*WHAT TO WORK ON*.
Transcribe the data below verbatim from the line with "Target: wheel well" to the line with "Target: guardrail". Include both of those lines.

»»

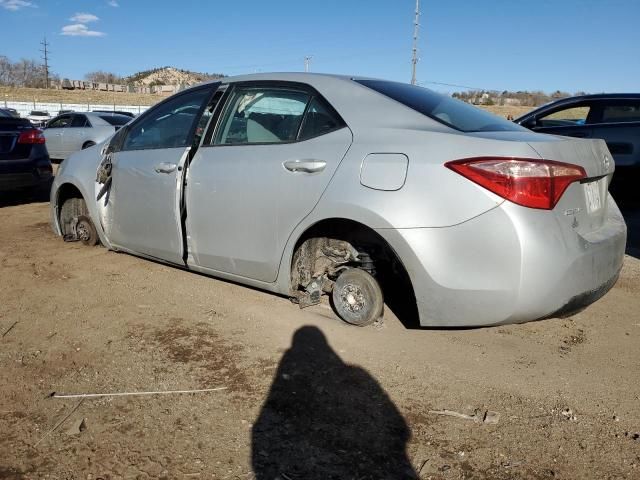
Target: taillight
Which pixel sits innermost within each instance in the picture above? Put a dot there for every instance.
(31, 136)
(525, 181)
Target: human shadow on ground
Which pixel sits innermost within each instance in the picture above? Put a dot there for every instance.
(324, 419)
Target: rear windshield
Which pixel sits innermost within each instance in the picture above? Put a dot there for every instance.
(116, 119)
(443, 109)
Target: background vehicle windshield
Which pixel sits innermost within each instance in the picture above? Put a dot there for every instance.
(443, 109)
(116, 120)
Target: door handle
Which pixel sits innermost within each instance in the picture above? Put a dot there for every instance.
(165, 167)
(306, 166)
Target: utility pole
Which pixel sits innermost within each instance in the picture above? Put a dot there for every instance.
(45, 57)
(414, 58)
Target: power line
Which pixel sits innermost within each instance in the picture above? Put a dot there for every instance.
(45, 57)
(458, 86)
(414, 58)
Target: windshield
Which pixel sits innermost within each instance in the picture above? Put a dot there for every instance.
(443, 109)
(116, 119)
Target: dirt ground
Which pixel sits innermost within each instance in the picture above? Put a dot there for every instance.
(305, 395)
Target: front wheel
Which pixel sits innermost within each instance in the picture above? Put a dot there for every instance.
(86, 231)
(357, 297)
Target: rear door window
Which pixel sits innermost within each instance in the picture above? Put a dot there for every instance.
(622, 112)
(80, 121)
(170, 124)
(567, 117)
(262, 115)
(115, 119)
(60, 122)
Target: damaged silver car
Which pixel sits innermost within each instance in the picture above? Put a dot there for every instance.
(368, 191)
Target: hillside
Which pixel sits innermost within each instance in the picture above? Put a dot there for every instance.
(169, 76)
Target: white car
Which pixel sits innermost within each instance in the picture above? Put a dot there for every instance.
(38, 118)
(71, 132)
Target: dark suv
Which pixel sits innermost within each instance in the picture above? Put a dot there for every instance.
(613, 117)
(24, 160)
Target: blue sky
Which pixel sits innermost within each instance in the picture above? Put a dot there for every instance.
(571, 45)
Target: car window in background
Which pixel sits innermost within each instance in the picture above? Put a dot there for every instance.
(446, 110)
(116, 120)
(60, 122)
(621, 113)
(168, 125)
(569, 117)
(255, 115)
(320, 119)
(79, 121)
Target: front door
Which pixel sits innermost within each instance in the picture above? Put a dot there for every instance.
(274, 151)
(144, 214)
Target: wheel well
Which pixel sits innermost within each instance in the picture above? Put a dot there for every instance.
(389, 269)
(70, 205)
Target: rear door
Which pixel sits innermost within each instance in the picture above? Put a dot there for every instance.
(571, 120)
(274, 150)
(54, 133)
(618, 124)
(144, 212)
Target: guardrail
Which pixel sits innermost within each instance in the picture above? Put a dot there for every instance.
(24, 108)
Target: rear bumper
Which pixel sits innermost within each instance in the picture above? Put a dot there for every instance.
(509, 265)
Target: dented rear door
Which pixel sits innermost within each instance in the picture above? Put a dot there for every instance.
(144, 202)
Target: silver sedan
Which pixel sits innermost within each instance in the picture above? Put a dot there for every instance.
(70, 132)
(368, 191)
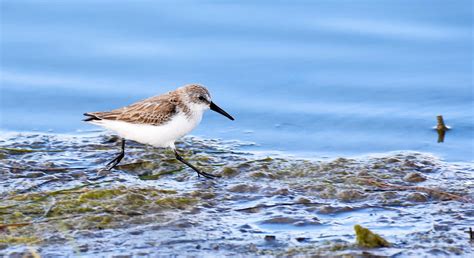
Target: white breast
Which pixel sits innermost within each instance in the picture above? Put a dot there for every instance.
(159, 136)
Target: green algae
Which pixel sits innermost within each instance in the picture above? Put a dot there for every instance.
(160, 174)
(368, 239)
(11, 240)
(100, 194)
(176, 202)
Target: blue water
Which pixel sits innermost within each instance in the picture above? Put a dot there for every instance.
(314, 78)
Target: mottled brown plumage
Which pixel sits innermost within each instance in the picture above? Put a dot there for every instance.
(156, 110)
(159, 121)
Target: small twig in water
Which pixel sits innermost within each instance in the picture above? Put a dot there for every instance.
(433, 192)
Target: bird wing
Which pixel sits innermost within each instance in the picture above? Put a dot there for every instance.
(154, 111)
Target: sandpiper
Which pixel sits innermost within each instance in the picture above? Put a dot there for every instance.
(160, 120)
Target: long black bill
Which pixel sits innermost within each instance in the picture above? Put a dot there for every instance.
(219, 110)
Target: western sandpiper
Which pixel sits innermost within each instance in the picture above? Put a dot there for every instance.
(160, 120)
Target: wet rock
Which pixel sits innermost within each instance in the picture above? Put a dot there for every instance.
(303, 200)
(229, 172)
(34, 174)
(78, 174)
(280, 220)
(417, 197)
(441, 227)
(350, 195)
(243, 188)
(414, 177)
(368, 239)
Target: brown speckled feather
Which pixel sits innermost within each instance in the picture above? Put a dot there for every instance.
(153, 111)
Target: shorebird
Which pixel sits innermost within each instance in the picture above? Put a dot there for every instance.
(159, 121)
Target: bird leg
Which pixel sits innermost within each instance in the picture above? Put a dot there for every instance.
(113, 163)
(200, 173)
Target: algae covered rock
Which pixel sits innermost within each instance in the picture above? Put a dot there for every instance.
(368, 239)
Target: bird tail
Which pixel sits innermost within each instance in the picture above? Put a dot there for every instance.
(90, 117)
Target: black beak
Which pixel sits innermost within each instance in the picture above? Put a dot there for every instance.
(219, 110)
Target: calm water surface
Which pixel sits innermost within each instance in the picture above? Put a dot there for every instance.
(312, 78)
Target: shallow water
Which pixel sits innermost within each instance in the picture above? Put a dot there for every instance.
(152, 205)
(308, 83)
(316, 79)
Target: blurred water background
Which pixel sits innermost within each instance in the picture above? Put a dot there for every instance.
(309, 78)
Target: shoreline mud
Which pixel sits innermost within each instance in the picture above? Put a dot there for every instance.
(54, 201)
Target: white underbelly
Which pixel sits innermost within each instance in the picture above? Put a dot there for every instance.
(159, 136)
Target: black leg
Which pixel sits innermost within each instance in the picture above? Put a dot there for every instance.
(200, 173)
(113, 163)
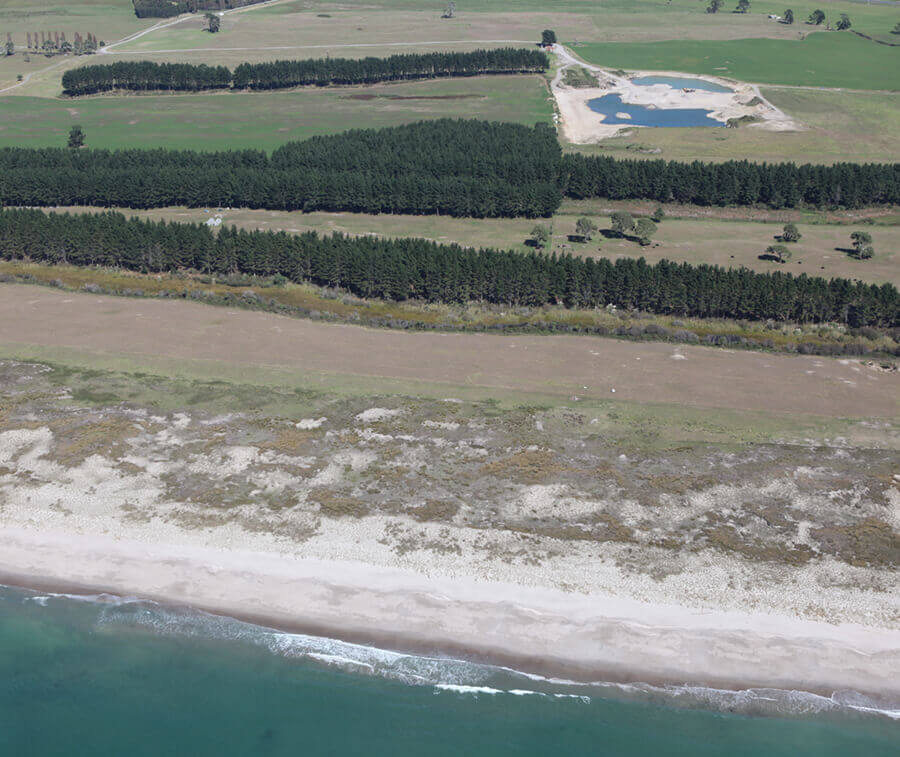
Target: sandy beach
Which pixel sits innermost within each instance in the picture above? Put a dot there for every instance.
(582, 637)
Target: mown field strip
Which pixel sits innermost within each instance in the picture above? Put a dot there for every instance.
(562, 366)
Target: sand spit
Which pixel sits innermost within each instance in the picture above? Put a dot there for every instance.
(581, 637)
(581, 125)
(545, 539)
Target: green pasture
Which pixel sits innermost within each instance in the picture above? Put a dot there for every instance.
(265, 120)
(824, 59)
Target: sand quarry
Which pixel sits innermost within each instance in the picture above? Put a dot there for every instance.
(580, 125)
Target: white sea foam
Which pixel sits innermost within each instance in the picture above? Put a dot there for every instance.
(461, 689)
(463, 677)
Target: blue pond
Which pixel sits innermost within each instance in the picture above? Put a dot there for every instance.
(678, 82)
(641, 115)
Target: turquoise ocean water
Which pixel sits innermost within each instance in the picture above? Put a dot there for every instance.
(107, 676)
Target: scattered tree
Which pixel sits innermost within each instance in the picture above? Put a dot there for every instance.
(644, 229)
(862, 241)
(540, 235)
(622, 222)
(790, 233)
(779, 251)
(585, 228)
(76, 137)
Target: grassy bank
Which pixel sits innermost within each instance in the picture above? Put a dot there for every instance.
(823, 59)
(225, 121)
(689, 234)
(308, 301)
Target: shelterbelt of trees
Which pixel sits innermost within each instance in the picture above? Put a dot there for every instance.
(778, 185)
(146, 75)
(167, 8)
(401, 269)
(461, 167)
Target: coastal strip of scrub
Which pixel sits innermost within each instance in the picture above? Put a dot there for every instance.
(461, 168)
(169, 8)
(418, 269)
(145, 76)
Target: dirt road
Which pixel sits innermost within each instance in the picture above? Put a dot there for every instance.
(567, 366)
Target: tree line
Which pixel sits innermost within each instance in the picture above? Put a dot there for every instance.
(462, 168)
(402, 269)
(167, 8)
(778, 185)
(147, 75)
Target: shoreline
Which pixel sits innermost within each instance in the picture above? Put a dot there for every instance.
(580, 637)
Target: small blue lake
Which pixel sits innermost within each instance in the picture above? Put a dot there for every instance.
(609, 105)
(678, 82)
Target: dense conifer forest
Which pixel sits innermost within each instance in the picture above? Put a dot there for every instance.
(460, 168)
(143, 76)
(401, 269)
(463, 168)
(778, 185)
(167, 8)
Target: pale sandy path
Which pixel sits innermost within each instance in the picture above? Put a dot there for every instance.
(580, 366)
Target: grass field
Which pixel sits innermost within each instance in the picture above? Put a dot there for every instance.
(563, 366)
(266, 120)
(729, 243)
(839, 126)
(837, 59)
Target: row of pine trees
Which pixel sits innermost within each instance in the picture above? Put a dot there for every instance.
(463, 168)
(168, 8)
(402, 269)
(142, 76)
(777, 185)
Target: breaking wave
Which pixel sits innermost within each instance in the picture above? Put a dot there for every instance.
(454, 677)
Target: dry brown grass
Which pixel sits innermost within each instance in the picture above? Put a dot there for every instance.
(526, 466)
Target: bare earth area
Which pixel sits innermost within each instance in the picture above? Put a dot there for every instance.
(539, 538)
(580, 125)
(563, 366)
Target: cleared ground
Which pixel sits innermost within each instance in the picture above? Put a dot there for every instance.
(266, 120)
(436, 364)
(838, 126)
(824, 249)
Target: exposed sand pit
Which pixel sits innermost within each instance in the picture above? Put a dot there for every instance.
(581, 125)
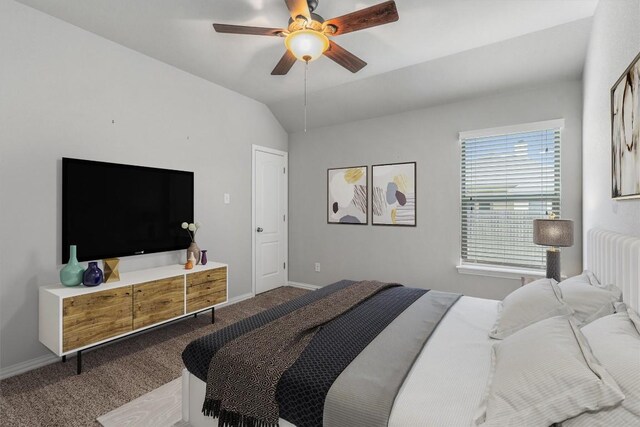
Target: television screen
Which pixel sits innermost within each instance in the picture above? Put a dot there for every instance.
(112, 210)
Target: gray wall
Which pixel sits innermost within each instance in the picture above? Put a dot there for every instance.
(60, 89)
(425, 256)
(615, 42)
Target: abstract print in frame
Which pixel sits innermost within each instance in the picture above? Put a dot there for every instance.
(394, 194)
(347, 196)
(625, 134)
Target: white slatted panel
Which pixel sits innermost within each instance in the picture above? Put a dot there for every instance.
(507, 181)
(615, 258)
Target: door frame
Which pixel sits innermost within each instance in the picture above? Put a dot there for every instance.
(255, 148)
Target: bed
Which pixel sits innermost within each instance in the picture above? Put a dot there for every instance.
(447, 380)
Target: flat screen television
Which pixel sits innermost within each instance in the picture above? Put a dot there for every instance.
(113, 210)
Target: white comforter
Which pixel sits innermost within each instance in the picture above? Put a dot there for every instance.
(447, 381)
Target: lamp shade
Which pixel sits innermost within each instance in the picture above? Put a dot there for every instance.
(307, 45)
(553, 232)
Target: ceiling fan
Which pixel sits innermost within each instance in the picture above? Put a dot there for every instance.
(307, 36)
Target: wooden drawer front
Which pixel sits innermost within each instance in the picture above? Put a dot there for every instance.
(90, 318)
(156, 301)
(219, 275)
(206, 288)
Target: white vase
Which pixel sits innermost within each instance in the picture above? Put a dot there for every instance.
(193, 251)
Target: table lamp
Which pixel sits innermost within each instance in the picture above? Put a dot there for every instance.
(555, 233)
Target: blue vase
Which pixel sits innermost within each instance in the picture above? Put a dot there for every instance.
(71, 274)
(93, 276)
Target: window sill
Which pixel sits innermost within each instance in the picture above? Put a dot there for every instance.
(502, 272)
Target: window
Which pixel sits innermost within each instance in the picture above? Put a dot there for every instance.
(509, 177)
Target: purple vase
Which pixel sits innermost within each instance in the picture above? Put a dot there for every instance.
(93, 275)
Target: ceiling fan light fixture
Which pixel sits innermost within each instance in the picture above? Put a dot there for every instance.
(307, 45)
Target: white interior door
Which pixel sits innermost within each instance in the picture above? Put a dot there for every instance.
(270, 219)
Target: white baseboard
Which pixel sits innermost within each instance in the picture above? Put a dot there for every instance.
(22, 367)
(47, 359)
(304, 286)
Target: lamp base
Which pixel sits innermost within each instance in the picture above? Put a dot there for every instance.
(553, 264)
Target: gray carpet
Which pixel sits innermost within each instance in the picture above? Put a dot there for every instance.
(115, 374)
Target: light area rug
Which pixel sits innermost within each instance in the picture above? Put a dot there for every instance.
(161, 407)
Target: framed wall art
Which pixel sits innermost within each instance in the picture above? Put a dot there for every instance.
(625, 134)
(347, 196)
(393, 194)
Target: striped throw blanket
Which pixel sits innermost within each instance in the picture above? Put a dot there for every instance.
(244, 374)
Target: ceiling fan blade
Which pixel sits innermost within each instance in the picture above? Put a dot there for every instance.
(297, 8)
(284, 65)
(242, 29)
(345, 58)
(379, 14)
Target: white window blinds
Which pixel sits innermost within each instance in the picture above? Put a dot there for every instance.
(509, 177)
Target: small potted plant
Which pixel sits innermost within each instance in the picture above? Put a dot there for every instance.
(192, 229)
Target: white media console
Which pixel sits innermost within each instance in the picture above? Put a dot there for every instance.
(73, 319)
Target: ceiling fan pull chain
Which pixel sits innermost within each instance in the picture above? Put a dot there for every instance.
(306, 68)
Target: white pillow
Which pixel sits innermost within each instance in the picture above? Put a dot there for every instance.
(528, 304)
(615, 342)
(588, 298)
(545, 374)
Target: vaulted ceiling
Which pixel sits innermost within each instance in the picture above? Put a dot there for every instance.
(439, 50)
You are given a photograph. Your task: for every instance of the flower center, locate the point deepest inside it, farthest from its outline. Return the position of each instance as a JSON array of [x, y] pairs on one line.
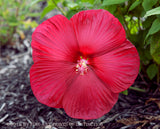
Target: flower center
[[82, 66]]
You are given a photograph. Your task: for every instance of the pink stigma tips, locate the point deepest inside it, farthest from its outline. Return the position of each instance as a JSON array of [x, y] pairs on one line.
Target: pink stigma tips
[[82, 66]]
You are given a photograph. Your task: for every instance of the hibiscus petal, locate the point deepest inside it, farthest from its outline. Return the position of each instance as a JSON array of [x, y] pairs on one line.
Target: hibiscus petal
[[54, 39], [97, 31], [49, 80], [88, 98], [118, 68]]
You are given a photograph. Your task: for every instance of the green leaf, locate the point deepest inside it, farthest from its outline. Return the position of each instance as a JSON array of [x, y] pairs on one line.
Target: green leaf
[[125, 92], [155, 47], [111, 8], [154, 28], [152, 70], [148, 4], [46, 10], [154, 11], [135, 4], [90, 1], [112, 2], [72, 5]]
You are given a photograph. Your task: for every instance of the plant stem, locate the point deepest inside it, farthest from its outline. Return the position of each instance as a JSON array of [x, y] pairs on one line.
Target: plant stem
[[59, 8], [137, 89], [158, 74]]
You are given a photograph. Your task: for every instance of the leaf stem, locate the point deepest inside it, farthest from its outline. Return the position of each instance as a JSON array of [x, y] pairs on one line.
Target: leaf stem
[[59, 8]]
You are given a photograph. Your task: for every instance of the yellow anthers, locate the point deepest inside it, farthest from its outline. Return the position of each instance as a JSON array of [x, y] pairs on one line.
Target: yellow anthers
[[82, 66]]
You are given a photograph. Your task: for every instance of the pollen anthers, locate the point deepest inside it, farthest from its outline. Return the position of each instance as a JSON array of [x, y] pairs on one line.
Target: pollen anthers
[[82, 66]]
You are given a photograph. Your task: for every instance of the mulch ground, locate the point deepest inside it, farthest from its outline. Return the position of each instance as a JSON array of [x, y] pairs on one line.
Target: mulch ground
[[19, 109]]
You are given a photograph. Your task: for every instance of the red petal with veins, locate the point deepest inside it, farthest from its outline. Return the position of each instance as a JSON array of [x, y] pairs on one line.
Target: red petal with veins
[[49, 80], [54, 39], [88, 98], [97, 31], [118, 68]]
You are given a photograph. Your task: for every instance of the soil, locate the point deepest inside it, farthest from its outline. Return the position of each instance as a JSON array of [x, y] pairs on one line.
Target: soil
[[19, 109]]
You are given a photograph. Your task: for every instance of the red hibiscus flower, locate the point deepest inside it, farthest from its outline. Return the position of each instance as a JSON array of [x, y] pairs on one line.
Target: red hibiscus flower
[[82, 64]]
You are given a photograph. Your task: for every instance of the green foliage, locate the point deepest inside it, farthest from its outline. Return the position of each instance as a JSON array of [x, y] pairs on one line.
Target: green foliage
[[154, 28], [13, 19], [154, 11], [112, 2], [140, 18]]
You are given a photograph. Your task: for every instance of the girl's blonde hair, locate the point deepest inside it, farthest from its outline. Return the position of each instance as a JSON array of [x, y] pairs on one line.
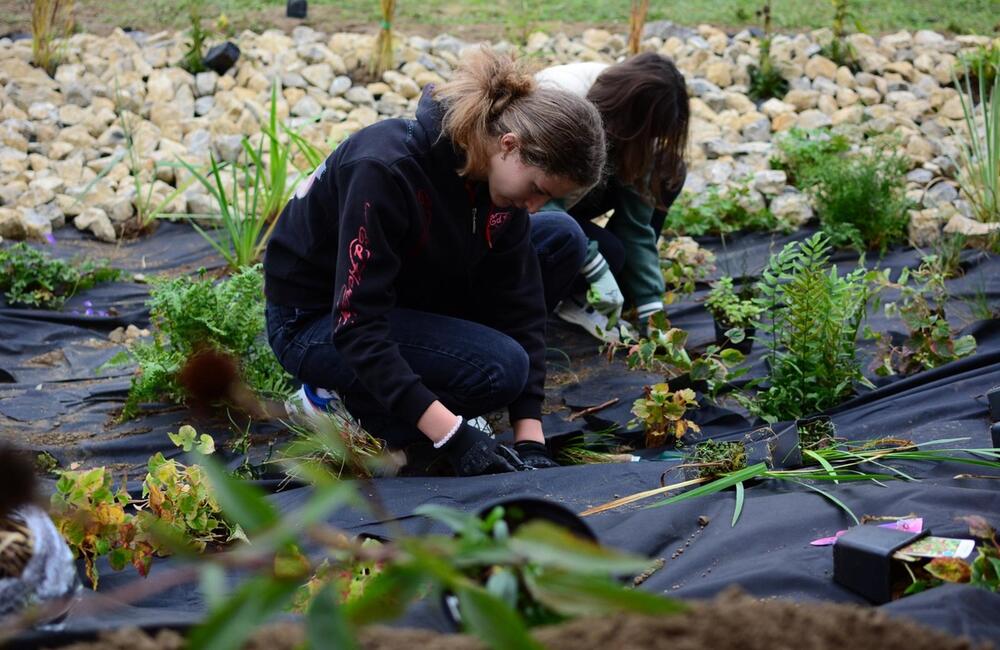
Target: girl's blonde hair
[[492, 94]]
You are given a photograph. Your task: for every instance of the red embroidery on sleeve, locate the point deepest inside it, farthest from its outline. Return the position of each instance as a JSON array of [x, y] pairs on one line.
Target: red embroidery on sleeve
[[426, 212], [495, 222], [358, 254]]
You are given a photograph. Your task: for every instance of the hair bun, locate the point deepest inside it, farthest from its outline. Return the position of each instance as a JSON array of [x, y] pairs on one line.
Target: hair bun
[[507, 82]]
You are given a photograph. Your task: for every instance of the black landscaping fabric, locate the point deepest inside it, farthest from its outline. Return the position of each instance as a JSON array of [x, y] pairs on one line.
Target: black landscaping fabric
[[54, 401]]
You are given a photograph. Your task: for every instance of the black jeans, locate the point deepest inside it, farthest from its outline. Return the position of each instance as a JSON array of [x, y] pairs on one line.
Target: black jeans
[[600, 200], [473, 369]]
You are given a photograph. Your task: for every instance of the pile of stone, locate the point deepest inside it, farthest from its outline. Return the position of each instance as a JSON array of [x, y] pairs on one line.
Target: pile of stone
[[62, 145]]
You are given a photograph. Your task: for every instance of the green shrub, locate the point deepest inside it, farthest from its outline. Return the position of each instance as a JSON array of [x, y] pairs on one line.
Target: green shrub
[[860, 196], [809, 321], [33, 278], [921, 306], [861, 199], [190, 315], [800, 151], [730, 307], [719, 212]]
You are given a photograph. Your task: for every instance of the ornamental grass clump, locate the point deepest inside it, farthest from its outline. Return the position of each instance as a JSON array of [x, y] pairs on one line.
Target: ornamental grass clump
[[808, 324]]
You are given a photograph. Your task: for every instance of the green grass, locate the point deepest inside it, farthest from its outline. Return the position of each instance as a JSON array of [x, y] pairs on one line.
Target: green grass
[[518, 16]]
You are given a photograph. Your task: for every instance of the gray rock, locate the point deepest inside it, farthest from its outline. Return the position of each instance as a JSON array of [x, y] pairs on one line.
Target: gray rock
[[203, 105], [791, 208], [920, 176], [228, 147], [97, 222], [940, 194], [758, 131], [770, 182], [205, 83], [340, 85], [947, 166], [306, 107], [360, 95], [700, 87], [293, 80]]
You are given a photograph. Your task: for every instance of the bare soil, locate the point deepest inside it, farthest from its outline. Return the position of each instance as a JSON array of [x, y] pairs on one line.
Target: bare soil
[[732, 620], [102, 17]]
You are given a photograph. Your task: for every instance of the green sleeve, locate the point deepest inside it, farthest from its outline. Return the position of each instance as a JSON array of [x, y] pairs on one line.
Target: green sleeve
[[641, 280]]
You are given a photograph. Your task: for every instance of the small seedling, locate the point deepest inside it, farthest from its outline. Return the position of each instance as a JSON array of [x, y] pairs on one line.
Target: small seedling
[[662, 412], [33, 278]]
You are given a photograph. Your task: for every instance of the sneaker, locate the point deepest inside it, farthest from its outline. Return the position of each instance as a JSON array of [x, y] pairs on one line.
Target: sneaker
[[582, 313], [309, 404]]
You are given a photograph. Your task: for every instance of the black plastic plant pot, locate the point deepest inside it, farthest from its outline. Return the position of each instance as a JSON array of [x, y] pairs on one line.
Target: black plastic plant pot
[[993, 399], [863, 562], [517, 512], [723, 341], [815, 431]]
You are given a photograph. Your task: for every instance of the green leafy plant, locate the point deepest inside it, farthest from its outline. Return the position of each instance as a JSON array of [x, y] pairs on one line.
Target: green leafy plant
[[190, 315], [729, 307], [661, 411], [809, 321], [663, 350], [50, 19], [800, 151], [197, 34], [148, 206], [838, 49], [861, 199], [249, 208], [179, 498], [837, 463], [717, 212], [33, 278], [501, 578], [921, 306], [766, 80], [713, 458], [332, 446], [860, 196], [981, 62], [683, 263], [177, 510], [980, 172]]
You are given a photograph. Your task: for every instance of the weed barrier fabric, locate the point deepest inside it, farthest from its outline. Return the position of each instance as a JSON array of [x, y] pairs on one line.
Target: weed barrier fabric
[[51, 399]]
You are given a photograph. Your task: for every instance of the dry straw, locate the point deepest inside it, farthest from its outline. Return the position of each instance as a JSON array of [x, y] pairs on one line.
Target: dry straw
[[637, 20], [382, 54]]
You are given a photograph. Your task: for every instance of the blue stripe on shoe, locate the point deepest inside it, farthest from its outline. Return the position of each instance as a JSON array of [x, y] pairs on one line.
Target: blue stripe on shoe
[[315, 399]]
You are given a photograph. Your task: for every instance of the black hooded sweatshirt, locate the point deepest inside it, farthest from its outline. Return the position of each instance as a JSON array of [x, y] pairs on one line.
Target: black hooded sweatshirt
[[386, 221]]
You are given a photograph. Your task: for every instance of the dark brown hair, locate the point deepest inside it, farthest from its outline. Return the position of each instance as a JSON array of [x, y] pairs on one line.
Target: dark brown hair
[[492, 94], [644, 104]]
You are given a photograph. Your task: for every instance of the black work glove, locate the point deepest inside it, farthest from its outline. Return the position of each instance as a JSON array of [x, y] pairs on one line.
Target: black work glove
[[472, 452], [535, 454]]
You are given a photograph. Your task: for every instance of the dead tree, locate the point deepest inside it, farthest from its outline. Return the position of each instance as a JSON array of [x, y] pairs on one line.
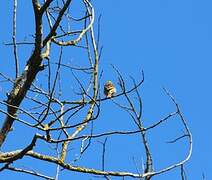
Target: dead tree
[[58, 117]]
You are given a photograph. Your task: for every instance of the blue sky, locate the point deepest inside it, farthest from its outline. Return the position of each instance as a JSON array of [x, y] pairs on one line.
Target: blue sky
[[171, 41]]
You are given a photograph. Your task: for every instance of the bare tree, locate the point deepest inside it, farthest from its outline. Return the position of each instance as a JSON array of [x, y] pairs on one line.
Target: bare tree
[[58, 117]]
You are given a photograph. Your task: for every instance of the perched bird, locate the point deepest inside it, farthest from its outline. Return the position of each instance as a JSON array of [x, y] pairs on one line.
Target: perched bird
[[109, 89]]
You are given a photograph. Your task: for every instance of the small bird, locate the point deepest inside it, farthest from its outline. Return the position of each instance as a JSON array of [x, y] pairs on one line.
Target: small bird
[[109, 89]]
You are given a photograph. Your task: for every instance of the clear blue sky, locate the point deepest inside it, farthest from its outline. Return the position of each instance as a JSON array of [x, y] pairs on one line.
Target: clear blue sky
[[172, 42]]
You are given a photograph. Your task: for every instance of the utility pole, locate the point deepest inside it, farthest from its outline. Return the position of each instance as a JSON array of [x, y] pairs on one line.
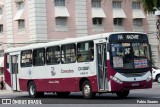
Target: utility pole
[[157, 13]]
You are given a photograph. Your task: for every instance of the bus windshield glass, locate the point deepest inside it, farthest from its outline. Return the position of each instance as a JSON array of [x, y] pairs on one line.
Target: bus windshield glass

««

*ANSWER BOX*.
Target: wheel well
Which pixel sits innermost within each instance in the picture above? Put a dot there for every instance.
(389, 269)
(70, 205)
Target: rear door
Which pixel sits innermost within each instance in the picture above? Put a dot there for every instance.
(571, 120)
(274, 150)
(54, 133)
(618, 124)
(144, 212)
Target: guardrail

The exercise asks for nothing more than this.